Direction -> Transcribe every line of the entries below without changing a character, and leave the pictures out.

Data records ->
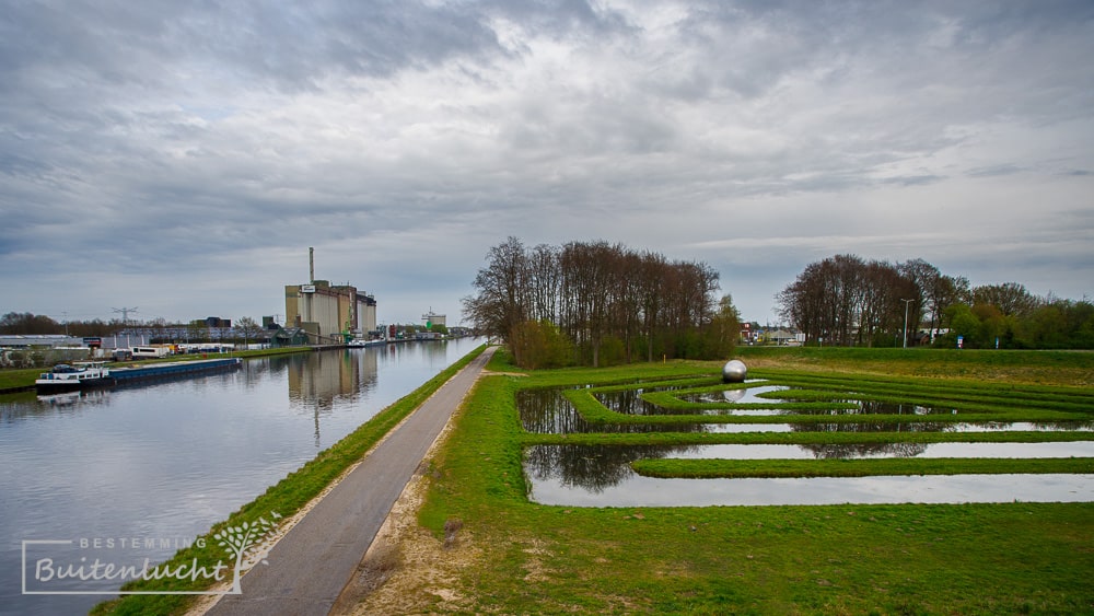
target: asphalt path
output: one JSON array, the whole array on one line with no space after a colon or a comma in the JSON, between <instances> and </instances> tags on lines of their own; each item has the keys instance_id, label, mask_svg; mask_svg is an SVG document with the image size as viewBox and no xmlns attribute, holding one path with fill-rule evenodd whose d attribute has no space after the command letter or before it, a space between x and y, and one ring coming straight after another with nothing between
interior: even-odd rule
<instances>
[{"instance_id":1,"label":"asphalt path","mask_svg":"<svg viewBox=\"0 0 1094 616\"><path fill-rule=\"evenodd\" d=\"M325 615L352 578L388 512L482 368L488 348L441 386L327 493L256 565L241 594L209 615Z\"/></svg>"}]
</instances>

Worked answer ->
target: asphalt path
output: one JSON array, the whole array on one line with no space after a colon or a comma in the JSON, between <instances> and </instances> tags on lines of their own; each item has the keys instance_id, label, mask_svg; mask_svg is an SVG document with the image size as viewBox and no xmlns attribute, holding one path with fill-rule evenodd whose d attribute has no space after the command letter or before it, a space between x and y, and one ring coming straight after another with nothing between
interior: even-odd rule
<instances>
[{"instance_id":1,"label":"asphalt path","mask_svg":"<svg viewBox=\"0 0 1094 616\"><path fill-rule=\"evenodd\" d=\"M325 615L352 578L388 512L482 368L488 348L441 386L327 493L256 565L241 594L209 615Z\"/></svg>"}]
</instances>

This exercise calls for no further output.